:: TASK TO CARRY OUT ::
Count the lines in the entries below that contain the word "each". Reply with the number alone.

Start of RECORDS FOR PROCESSING

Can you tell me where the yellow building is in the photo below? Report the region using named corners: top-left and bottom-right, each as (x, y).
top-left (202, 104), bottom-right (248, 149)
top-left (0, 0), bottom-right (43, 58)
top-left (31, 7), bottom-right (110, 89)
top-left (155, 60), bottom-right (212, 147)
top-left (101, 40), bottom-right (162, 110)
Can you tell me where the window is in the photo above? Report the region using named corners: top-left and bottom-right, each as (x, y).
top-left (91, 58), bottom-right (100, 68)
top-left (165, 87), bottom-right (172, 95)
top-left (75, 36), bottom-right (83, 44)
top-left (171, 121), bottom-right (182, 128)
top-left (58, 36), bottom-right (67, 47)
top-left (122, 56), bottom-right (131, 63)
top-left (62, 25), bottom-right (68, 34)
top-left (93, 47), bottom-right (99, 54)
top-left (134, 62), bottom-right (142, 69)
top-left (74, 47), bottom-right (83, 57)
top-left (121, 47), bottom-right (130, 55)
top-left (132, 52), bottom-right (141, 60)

End of RECORDS FOR PROCESSING

:: CORRECT OUTPUT ::
2